--- BEGIN Data in this exercise ---

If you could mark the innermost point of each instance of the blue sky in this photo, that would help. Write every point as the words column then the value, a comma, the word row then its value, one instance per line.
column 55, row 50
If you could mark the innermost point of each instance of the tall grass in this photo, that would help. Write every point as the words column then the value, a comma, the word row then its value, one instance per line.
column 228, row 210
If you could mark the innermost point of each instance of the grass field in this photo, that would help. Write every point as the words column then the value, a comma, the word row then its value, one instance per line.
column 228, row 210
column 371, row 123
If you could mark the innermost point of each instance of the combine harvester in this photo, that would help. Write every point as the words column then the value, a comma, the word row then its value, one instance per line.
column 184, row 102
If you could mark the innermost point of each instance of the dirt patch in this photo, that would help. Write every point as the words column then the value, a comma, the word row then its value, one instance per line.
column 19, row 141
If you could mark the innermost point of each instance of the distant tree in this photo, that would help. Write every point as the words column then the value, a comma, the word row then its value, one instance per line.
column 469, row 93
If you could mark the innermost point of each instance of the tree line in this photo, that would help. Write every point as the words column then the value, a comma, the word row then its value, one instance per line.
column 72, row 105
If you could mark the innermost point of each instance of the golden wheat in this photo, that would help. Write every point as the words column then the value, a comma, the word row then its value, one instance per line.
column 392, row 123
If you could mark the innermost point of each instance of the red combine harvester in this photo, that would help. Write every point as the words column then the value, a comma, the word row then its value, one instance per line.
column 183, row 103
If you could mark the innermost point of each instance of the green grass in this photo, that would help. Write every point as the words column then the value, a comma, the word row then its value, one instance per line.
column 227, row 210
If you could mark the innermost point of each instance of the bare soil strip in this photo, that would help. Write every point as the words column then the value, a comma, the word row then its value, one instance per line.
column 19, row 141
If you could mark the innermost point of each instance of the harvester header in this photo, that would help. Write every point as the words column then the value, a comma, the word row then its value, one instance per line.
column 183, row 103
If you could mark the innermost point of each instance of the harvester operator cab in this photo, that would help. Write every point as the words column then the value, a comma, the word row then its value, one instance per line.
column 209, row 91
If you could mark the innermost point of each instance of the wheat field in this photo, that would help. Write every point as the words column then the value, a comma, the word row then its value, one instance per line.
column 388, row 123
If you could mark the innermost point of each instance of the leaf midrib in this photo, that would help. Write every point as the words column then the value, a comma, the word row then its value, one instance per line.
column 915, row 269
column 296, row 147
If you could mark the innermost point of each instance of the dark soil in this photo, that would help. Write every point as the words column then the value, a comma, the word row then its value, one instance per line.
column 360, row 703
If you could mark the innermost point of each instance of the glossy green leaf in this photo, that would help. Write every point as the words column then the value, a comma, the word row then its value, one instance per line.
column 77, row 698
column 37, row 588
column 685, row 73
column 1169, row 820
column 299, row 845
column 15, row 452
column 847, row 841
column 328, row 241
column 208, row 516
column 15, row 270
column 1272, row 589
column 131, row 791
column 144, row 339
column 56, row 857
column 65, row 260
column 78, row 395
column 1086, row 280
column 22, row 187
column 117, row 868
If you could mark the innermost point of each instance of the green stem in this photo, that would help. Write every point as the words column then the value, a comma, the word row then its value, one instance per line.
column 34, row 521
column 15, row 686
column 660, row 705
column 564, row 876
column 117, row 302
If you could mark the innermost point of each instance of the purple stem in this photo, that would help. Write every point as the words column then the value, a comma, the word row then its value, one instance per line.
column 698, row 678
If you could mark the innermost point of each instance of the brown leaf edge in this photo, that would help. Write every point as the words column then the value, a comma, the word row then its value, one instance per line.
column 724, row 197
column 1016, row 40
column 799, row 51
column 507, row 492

--- END Data in this exercise ---

**Problem:** Output an exact copy of each record.

**Full response:**
If you could mark the innermost point of each instance of the blue sky in this photo, that would help. Write every point as the words column then the value, a comma, the word row then its value, one instance per line.
column 55, row 50
If you could mark the innermost point of each instance of the tall grass in this photo, that would help. Write every point as the words column then the value, a comma, the word row then its value, one instance per line.
column 228, row 210
If you could mark the innermost point of each instance of the grass field in this photo, that would help. Write every point as the words column then the value, a comma, the word row then its value, one instance per line.
column 228, row 210
column 371, row 123
If you could mark the innermost point of each instance of the combine harvester in this photo, that would help. Write every point as the words column then the value, a comma, the word row then its value, one instance per line.
column 184, row 102
If you could mark the innermost point of each instance of the dirt patch in this photo, that would help. Write every point as the words column then the value, a comma, the word row then its value, one instance per line.
column 19, row 141
If you could mark the innermost point of each instance of the distant tree in this photo, that would help. Write every point as the words column then the value, a comma, the word row then its value, one instance per line.
column 469, row 93
If you could mark the innermost point of each instance of the tree line in this photo, that would help. Write every point as the words column then the value, a comma, the word row then its value, one instance per line.
column 72, row 105
If you could mark the innermost point of each instance of the golden wheat in this photo, that would help. Write every point as the words column then the value, a comma, the word row then its value, one instance per line.
column 392, row 123
If you could mark the innermost point of each instance of the red combine harvester in this photo, that would help. Write every point as the words column then the value, a comma, the word row then its value, one instance per line.
column 183, row 103
If you could mark the innermost point of each instance of the green grass in this photo, that would help. Write every point as the words column then the value, a comma, the word row then its value, one instance per line.
column 227, row 210
If you could mark the innermost point of each instance of the bare soil strip in this photo, that would help. Write every point as the words column then the value, a comma, the word row then its value, one instance per line.
column 19, row 141
If you could mark the innermost point of each instance of the harvester header in this photo, that would help. Write every point as the words column then the value, a comma, the word row then its value, one instance per line.
column 183, row 103
If you could mark the innermost point of each instance of the harvester operator cab in this photo, that would help. Write every point as the words column then the value, a comma, the word row then its value, one instance per line.
column 209, row 91
If you could mark the innermost point of each instance of the wheat field in this photo, that would help. Write every point as the words column then the value, a comma, the word row then its value, one instance per line.
column 388, row 123
If you could mark the innermost point of each instance of the leaf midrib in this photo, that would help. Write every point as the words column then the value, a comma, the word row then its value, one instance per line.
column 915, row 269
column 296, row 147
If you could mark the innermost point of each instance of the dark soil in this photo, that would help. Write every point as the words column then the value, a comma, the word row then its value, one instance per line.
column 360, row 703
If you could mark the innermost point of each instance of the glossy green leaf in this photo, that would help. Write every point as the words column then the value, a comma, the word row then its value, one instance per line.
column 77, row 698
column 37, row 588
column 685, row 73
column 1169, row 820
column 299, row 845
column 15, row 452
column 847, row 841
column 328, row 241
column 208, row 516
column 15, row 270
column 1272, row 589
column 131, row 791
column 144, row 339
column 56, row 857
column 65, row 260
column 78, row 395
column 1086, row 280
column 22, row 187
column 117, row 868
If you could mark the innermost point of each instance of the green stem in this photo, that would help. Write every point as the words column then the value, a comma, the word row then its value, one instance per line.
column 34, row 521
column 15, row 686
column 660, row 705
column 564, row 876
column 117, row 302
If you could mark the innermost point of each instance of the purple stem in this photo, that would help. Write every point as the words column then the value, a comma, the word row then its value, one instance per line.
column 698, row 678
If you could mark the innermost point of each instance of the brown leaf edge in this photo, that would help. Write every point as the words column then the value, a comma, the word row then its value, one instance per line.
column 724, row 197
column 1016, row 40
column 799, row 51
column 507, row 492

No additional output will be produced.